═══ Excerpted data ═══

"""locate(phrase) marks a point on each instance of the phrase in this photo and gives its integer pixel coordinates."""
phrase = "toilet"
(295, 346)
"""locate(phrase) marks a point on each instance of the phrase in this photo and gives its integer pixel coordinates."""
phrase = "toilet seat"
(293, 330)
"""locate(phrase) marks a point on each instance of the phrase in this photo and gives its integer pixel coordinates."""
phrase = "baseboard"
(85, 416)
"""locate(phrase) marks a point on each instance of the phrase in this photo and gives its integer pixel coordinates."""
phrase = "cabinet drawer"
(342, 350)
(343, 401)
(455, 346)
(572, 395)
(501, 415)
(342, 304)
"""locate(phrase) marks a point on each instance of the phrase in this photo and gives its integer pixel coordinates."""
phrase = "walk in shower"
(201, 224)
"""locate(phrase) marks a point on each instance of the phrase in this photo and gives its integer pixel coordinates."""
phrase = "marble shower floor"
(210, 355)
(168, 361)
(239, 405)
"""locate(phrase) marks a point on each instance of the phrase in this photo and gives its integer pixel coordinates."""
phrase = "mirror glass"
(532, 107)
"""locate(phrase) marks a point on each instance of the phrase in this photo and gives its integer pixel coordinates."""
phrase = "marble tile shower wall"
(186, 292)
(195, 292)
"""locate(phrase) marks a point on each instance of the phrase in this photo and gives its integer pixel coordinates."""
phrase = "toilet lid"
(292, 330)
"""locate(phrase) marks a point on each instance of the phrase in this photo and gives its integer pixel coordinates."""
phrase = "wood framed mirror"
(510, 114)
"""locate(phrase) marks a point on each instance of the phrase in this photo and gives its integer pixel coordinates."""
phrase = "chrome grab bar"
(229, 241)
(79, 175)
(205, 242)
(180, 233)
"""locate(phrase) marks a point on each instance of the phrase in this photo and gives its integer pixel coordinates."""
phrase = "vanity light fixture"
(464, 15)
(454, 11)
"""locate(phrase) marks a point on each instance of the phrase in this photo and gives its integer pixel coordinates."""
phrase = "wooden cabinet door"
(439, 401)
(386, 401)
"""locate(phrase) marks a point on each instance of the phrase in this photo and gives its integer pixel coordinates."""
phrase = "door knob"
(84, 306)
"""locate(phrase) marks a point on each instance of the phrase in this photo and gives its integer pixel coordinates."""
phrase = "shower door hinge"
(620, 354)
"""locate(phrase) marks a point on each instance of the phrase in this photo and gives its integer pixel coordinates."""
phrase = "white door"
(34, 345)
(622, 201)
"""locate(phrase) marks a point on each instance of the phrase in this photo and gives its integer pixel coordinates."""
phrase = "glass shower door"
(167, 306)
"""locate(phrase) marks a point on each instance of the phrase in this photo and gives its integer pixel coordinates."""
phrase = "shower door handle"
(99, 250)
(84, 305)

═══

The entries above are to be restated word for word.

"""locate(phrase) marks a point on each instance of the phrase in this photo and gives its integer pixel coordinates."""
phrase = "toilet"
(295, 346)
"""locate(phrase) marks a point on each instance of the phrase in this photo and gives its integer pixel coordinates."""
phrase = "toilet seat"
(293, 330)
"""locate(phrase) marks a point on each instance of the phrase in this photo and gives its integer pixel coordinates."""
phrase = "baseboard"
(85, 416)
"""locate(phrase) marks a point on each instance of the phrase in this photo and gives its integer pixel coordinates."""
phrase = "cabinet drawer"
(342, 350)
(343, 401)
(455, 346)
(572, 395)
(501, 415)
(342, 304)
"""locate(phrase) marks a point on each instance of the phrase in this photo and gives its integer pixel coordinates."""
phrase = "walk in shower"
(201, 224)
"""locate(phrase) marks a point on each instance of the phrase in this photo and gives its integer pixel coordinates."""
phrase = "marble shower floor"
(210, 355)
(168, 361)
(239, 405)
"""locate(phrase) marks a point on each instance of the phrase in this photo and gives its integer pixel coordinates."""
phrase = "mirror glass"
(532, 107)
"""locate(phrase) marks a point on each instance of the phrase in this photo and gives its integer pixel coordinates."""
phrase = "marble tile shower wall"
(186, 292)
(195, 292)
"""locate(phrase) marks a point on each instance of the phrase in this photo and gives its integer pixel coordinates."""
phrase = "toilet lid"
(292, 330)
"""locate(phrase) marks a point on each instance of the phrase in this photo and gives its integer pixel coordinates."""
phrase = "wood framed mirror"
(510, 114)
"""locate(phrase) marks a point on each instance of the phrase in this photo and gives its integer pixel coordinates."""
phrase = "chrome grab bar"
(229, 241)
(79, 175)
(205, 242)
(180, 233)
"""locate(phrase) marks a point on each instance of the phrase in this photo and gives its integer pixel coordinates."""
phrase = "vanity light fixture"
(464, 15)
(454, 11)
"""locate(phrase) marks a point on each instance of the phrase in this photo and gives its integer pixel coordinates."""
phrase = "wooden cabinet door"
(439, 401)
(386, 401)
"""locate(phrase) marks a point on each instance of the phrase in this photo and gives its integer pixel coordinates."""
phrase = "door knob"
(84, 306)
"""locate(phrase) marks a point on each instance of the phrase in this photo and gives its integer pixel coordinates."""
phrase = "shower door hinge"
(620, 354)
"""locate(phrase) marks a point on each instance of the phrase in this photo and gives its integer pixel coordinates."""
phrase = "white door"
(34, 345)
(622, 201)
"""locate(phrase) marks a point on each instance of the phrase in this photo and gives its integer pixel coordinates."""
phrase = "glass shower door"
(167, 306)
"""locate(phrase) marks a point on each instance of the phrase in this photo and gives its integer pixel coordinates."""
phrase = "shower door handle"
(99, 250)
(84, 305)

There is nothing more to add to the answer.